What you have to do
Rewrite the lines beginning with the one that contains "Where can you spot the banana" and continuing through the last line, replacing "instance" with "occurrence" and leaving everything else unchanged. Give only those lines.

>> START Source records

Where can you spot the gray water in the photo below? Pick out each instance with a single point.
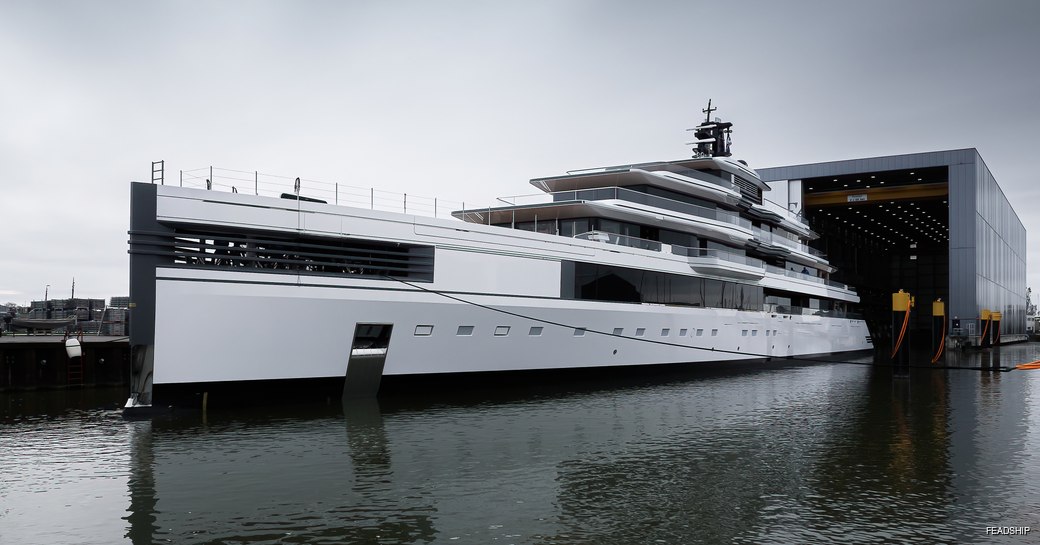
(810, 453)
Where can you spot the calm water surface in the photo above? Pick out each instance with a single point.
(819, 453)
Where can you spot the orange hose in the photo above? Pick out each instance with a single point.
(899, 342)
(942, 341)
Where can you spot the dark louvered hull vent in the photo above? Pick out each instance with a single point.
(749, 190)
(279, 253)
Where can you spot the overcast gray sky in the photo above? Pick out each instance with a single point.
(467, 101)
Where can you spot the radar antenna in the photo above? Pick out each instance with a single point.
(712, 137)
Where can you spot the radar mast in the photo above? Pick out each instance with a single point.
(712, 136)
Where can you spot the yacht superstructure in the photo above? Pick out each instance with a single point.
(654, 263)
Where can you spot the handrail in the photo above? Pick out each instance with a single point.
(231, 180)
(624, 240)
(732, 257)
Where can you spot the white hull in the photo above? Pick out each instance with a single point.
(227, 331)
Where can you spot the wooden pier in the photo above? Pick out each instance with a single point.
(40, 361)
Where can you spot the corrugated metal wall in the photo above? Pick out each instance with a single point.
(987, 239)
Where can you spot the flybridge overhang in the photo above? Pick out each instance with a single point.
(698, 167)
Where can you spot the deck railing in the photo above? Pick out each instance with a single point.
(255, 182)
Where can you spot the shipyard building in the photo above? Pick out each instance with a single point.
(936, 225)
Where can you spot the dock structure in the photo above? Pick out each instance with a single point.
(935, 224)
(40, 361)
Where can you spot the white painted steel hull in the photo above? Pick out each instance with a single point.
(238, 337)
(240, 325)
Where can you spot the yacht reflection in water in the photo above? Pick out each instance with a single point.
(826, 452)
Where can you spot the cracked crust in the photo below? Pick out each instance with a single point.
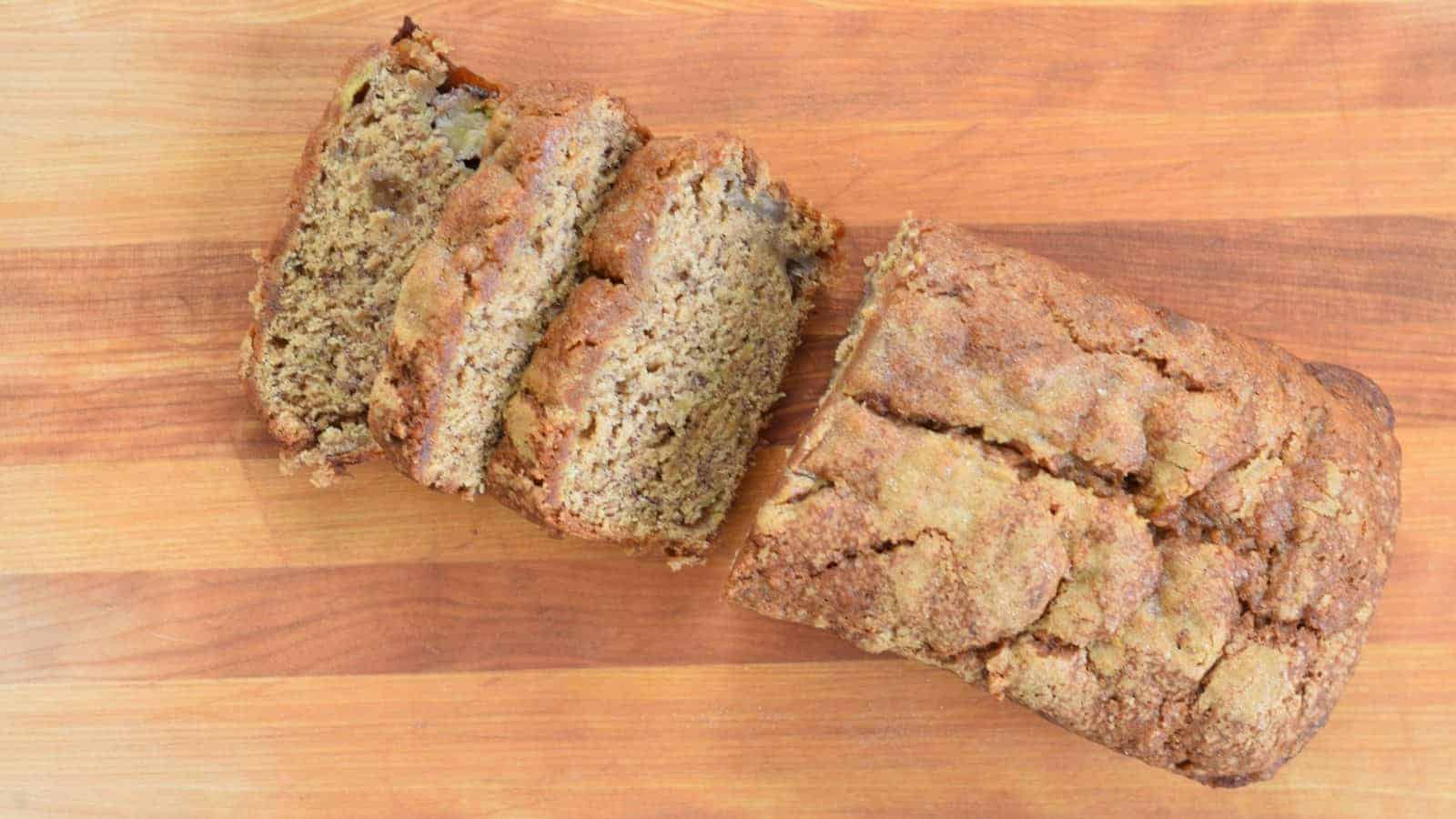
(1161, 535)
(302, 445)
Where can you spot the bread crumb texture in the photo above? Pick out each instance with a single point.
(487, 285)
(637, 417)
(1161, 535)
(400, 133)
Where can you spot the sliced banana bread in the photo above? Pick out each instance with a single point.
(1164, 537)
(499, 268)
(638, 413)
(400, 133)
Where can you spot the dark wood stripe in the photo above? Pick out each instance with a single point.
(385, 620)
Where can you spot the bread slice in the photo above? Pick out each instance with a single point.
(487, 285)
(638, 413)
(1164, 537)
(400, 133)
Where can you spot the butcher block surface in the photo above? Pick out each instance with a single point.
(184, 632)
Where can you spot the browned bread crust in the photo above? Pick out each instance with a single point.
(414, 48)
(487, 222)
(546, 420)
(1161, 535)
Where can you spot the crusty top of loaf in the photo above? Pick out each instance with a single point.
(480, 229)
(410, 50)
(1165, 537)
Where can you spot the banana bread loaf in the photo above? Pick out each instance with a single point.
(485, 286)
(638, 413)
(1161, 535)
(400, 133)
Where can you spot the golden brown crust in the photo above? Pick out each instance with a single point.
(531, 465)
(410, 46)
(1161, 535)
(480, 228)
(269, 278)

>> END Source records

Full answer
Where can you spot the banana bread loaf in the photo above? Pick out each occurrence with a single point.
(485, 286)
(638, 413)
(1161, 535)
(400, 133)
Where can you spot the golden brown crust in the photo above? Pick out each occurrence with a single point.
(531, 465)
(410, 46)
(1161, 535)
(480, 228)
(269, 278)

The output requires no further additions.